Your goal: The answer must be every entry, given again word for word.

Given data:
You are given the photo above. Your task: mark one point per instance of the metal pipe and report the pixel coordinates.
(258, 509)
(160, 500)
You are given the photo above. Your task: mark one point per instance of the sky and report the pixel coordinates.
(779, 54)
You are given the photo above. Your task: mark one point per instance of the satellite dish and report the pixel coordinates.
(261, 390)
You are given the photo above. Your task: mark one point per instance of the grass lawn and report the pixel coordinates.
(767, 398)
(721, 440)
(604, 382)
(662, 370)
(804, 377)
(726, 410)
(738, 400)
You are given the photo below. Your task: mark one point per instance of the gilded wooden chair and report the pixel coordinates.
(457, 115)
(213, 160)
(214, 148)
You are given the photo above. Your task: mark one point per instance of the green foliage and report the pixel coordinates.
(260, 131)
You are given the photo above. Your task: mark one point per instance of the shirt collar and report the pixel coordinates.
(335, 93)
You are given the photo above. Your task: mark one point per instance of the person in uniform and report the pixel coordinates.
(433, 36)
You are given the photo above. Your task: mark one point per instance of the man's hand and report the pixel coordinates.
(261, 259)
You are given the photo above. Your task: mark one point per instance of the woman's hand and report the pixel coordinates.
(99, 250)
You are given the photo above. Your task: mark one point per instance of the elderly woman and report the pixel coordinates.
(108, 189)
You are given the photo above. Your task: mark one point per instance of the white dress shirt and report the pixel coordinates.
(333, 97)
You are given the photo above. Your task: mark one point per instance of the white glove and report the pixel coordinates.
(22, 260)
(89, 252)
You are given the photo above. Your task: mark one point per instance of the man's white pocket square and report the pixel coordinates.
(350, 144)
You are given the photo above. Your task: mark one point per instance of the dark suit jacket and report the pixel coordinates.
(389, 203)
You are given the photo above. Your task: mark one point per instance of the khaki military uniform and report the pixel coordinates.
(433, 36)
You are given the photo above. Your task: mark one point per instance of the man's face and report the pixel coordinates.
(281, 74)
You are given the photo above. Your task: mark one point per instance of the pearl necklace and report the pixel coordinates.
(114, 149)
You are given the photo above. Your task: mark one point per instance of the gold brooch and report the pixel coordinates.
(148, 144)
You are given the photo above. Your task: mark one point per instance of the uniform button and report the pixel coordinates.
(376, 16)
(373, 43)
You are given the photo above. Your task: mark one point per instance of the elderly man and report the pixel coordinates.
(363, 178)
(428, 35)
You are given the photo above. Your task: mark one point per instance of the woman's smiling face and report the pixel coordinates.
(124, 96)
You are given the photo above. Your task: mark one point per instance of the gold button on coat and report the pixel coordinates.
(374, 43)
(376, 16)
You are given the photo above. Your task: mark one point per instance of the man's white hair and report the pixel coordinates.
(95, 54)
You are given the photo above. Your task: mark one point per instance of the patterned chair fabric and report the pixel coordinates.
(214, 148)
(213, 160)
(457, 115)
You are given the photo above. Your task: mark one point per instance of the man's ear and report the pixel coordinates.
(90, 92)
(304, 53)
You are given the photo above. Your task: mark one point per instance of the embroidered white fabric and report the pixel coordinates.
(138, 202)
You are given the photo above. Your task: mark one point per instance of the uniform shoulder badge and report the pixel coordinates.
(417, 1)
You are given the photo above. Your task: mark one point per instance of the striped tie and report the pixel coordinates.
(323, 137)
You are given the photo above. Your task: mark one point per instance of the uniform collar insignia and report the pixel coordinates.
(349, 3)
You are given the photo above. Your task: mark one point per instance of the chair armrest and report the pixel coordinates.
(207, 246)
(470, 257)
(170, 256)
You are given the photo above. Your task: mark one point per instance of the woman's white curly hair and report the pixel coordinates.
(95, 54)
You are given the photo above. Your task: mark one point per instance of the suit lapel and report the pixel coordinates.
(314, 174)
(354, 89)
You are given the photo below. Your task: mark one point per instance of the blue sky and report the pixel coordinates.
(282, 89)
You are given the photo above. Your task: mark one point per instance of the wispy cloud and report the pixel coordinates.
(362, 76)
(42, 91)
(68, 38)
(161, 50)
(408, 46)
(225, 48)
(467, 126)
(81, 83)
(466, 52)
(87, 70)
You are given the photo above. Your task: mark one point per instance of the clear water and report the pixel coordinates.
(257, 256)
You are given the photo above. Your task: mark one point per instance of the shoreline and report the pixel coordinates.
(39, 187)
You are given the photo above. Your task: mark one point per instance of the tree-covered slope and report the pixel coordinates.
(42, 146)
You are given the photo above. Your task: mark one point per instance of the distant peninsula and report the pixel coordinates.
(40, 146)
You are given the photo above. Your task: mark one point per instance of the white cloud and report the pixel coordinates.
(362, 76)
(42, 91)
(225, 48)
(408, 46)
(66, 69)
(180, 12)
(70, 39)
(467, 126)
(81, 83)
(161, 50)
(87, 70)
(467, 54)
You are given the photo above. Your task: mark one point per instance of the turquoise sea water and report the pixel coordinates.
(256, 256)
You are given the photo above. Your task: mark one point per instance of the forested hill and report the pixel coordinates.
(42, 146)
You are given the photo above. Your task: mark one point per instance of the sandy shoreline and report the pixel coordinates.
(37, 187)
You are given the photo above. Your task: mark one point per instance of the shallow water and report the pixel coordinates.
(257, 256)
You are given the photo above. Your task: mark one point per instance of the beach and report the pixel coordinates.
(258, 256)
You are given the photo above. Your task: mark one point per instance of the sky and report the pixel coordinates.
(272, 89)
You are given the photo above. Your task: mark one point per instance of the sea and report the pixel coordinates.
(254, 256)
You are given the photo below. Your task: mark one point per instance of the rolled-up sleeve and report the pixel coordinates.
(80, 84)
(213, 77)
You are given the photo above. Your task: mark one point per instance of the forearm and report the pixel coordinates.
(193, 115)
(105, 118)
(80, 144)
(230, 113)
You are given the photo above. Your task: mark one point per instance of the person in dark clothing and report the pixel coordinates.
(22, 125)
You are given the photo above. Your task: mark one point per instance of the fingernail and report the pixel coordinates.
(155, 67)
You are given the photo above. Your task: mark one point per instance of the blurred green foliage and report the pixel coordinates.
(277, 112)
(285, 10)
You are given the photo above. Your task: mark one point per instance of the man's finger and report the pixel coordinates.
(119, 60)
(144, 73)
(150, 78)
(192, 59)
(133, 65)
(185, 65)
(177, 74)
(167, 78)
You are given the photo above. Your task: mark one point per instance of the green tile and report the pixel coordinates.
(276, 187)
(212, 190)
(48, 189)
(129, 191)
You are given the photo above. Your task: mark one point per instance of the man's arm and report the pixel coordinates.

Reply:
You are given the photo above. Your task: mark one point per instance of the metal pipe and report the pixel coordinates.
(258, 509)
(160, 500)
You are given the photo above. Your task: mark one point per instance of the sky and report the pixel coordinates.
(779, 54)
You are given the photo above. Your task: mark one point per instance of the satellite dish and report the pixel coordinates.
(261, 390)
You are given the photo above. Your task: mark one point per instance of the grass lawn and report the pixel coordinates.
(767, 398)
(721, 440)
(604, 382)
(662, 370)
(804, 377)
(726, 410)
(738, 400)
You are given the photo below. Your task: mark one point per instance of the gilded wooden chair and report the pixel coordinates.
(457, 115)
(213, 160)
(214, 148)
You are given the photo above. Your task: mark one point per instance of the green foliage and report the pixel coordinates.
(260, 131)
You are given the photo above. Your task: mark one point per instance of the shirt collar and report the pixel coordinates.
(335, 93)
You are given the photo above. Your task: mark one point per instance of the person in uniform and report the pixel coordinates.
(433, 36)
You are given the photo above. Your task: mark one point per instance of the man's hand and report the pixel coordinates.
(261, 259)
You are given the photo above. Your task: mark one point per instance of the woman's hand and report the pixel coordinates.
(99, 250)
You are given the photo above. Your task: mark one point per instance of the elderly woman and report the pixel coordinates.
(108, 189)
You are given the photo above. Your task: mark one point per instance of the white dress shirt and report the pixel coordinates.
(333, 97)
You are given the photo above. Your task: mark one point per instance of the white glove and report the pixel coordinates.
(22, 260)
(89, 252)
You are given the photo above. Your task: mark one point per instance of the man's white pocket square and report the pixel coordinates.
(350, 144)
You are given the photo above. Your task: mark one point per instance of the dark suit jacket and report the pixel coordinates.
(389, 203)
You are given the photo above. Your task: mark one point per instance of the khaki military uniform and report the pixel coordinates.
(433, 36)
You are given the photo above. Your task: mark one point per instance of the man's face and report the pixel coordinates.
(281, 74)
You are given the photo above. Your task: mark one point per instance of the pearl necklace and report the pixel coordinates.
(114, 149)
You are given the photo above. Your task: mark one point per instance of the gold brooch and report the pixel coordinates.
(148, 144)
You are given the photo above. Your task: mark one point per instance of the uniform button and report the pixel coordinates.
(376, 16)
(373, 43)
You are given the photo above. Your task: mark one point per instance of the elderly man and report the pixel coordinates.
(363, 178)
(428, 35)
You are given the photo above. Your task: mark one point per instance of the woman's smiling face and report the pixel coordinates.
(124, 96)
You are given the photo above. Your task: mark one point per instance of the gold button on coat and report the pixel coordinates.
(374, 43)
(376, 16)
You are given the photo above. Your task: mark one point per instance of the man's white hair and report the pixel coordinates.
(95, 54)
You are given the photo above. Your task: mark one point per instance of the patterned chair fabric and report the pixel coordinates.
(214, 148)
(213, 160)
(457, 115)
You are given the photo above. Your task: mark one point per instance of the man's ear and report the pixel coordinates.
(90, 92)
(304, 53)
You are given the photo above. Your task: mark one point per instance of the embroidered white fabric and report the pixel coordinates.
(138, 202)
You are given the photo above. Your task: mark one point per instance of the uniform shoulder badge and report the pixel coordinates.
(417, 1)
You are given the photo above. Your task: mark one point per instance of the striped tie and report the pixel coordinates.
(323, 137)
You are given the photo above. Your task: mark one point per instance of the uniform collar insignia and report the pixel coordinates.
(349, 3)
You are given the photo above. Your task: mark one point per instance of the chair armrest and report the pixel coordinates.
(207, 246)
(470, 257)
(170, 256)
You are given the photo above. Your task: mark one point per instance of the woman's white curly hair and report the pixel coordinates.
(95, 54)
You are given the photo above. Your task: mark one point per instance of the suit lapel and report the pixel coordinates.
(314, 174)
(354, 89)
You are given the photo below. Your task: mark one point per instance of the blue sky and report the pixel coordinates.
(282, 89)
You are given the photo above. Your task: mark one point per instance of the wispy cloud and report the pixel coordinates.
(362, 76)
(42, 91)
(68, 38)
(161, 50)
(408, 46)
(225, 48)
(467, 126)
(81, 83)
(466, 52)
(87, 70)
You are given the photo above. Your task: mark one point per instance of the clear water and report the pixel coordinates.
(257, 256)
You are given the photo above. Your task: mark one point per instance of the shoreline and report the pixel coordinates.
(39, 187)
You are given the photo above. Your task: mark one point per instance of the tree-covered slope and report the pixel coordinates.
(42, 146)
You are given the photo above. Your task: mark one point per instance of the distant peninsula and report the pixel coordinates.
(40, 146)
You are given the photo above. Your task: mark one point per instance of the white cloud and report the pixel coordinates.
(362, 76)
(42, 91)
(225, 48)
(408, 46)
(66, 69)
(180, 12)
(70, 39)
(467, 126)
(81, 83)
(161, 50)
(87, 70)
(467, 54)
You are given the photo above. Your task: mark one point per instance of the turquoise sea water and report the pixel coordinates.
(256, 256)
You are given the photo above. Your task: mark one point per instance of the forested hill and report the pixel coordinates.
(42, 146)
You are given the photo above. Your task: mark one point per instance of the sandy shoreline and report the pixel coordinates.
(37, 187)
You are given the photo above. Your task: mark one point per instance of the shallow water and report the pixel coordinates.
(257, 256)
You are given the photo above. Your task: mark one point per instance of the beach and report the pixel coordinates.
(258, 256)
You are given the photo above. Your task: mark one point per instance of the sky and report the pixel coordinates.
(272, 89)
You are given the photo above. Your task: mark one point per instance of the sea and report the pixel coordinates.
(254, 256)
You are given the photo below. Your task: mark one point per instance of the rolled-up sleeve and report the pixel coordinates.
(80, 84)
(213, 77)
You are given the photo above. Your task: mark one point per instance of the forearm and report the pixel coordinates.
(193, 115)
(105, 118)
(80, 144)
(230, 113)
You are given the photo above. Your task: mark one point per instance of the person in dark clothing and report the pixel coordinates.
(22, 125)
You are given the photo above. Your task: mark one point per instance of the fingernail and report the pixel coordinates.
(155, 67)
You are given the photo above. Your task: mark one point per instance of the blurred green foliage and report the pixel coordinates.
(277, 112)
(285, 10)
You are given the photo above. Your task: mark one point per instance of the man's finger and report the pixel coordinates.
(119, 60)
(144, 73)
(150, 78)
(192, 59)
(133, 65)
(185, 65)
(177, 74)
(167, 78)
You are given the photo above. Your task: mark one point per instance of the green tile and report the pixel coordinates.
(276, 187)
(212, 190)
(48, 189)
(129, 191)
You are given the photo above. Your task: mark one point per instance of the man's arm and report the pixel coordinates.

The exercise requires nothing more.